◆ Exercise requirements:
Reproduce the records below verbatim, line for line, leaving nothing out.

○ ○ ○

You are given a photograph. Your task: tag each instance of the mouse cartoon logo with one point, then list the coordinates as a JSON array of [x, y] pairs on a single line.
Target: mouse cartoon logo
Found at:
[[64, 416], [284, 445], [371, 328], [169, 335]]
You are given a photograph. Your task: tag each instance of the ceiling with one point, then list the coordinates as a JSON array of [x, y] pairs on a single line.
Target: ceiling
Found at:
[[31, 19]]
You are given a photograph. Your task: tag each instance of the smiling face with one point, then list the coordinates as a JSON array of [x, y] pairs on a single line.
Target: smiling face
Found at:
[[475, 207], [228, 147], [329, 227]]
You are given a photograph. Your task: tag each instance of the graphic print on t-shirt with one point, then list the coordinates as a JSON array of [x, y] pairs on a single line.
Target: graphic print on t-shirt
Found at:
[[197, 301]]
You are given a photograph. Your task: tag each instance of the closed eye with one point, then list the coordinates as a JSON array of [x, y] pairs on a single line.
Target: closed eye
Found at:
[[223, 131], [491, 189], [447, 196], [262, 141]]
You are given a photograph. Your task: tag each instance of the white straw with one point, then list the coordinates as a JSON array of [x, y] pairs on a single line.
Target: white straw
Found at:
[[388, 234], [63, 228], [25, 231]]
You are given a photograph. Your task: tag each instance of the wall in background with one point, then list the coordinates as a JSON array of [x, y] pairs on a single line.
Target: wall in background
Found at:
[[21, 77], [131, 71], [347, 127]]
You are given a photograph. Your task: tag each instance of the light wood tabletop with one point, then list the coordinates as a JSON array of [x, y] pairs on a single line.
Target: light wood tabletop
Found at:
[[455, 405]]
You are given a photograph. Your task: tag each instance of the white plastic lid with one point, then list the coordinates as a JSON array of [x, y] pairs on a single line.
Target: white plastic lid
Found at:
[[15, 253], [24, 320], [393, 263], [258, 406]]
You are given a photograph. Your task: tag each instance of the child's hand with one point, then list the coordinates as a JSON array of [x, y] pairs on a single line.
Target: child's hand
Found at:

○ ○ ○

◆ Final answer:
You are given a photograph. Your task: tag each instance of the mouse cartoon logo with one point, then list the coordinates as a JSON array of [x, y] pairs on a single line.
Target: mouse cartoon logo
Found at:
[[64, 416], [284, 445], [371, 328], [169, 335]]
You are given a photograph. Your task: tag each instance of the ceiling with one point, then list the coordinates as a JSON array of [x, y] pairs on a single line.
Target: ceiling
Found at:
[[31, 19]]
You are given a photograph. Your task: tag each instance of the smiling face with one point, then list the coordinates as a JSON array of [x, y] pairs on a single line.
Target: smiling face
Found at:
[[475, 207], [228, 147], [329, 227]]
You are given a photograph. Your task: tag each instance of the graphic print on t-shirt with one point, then list the coordinates as a JSON array of [x, y] pairs on a single line.
Target: graphic print on t-shirt
Found at:
[[197, 301]]
You are given a photograph. Your task: tag each instance of the closed eye with one point, then list the coordinates as a JSON array of [x, y] pairs on a single line.
Target: closed eye
Found at:
[[223, 131], [491, 189], [447, 196], [262, 141]]
You are given a photograph. Your task: tag each instance of the white straw with one point, then list the coordinates as a JSON array of [x, y] pairs on a single line.
Target: white straw
Found at:
[[388, 234], [63, 228], [25, 231]]
You are given a photograph. Your task: tag each instance of the wall in background with one point, then list the coordinates as a JSON array of [x, y] pairs on a single line.
Target: wall in background
Found at:
[[21, 77], [131, 71], [347, 127]]
You are given a photograph. Your task: tag each instance of the light wood tabletop with one point, then list the coordinates as a JSON array of [x, y] pairs on a single line.
Target: light wood tabletop
Found at:
[[455, 405]]
You are given a photograph. Your task: tag each instance of the white plastic lid with one point, then list the coordinates as a JSON array of [x, y] pairs on a single line.
Target: white plastic lid
Found at:
[[15, 253], [24, 320], [393, 263], [258, 406]]
You are given a photograph. Your task: tag each instance of the child's hand with one point, then list the coordinates as a JSON array of [x, y] pairs on a single line.
Target: child's hand
Found at:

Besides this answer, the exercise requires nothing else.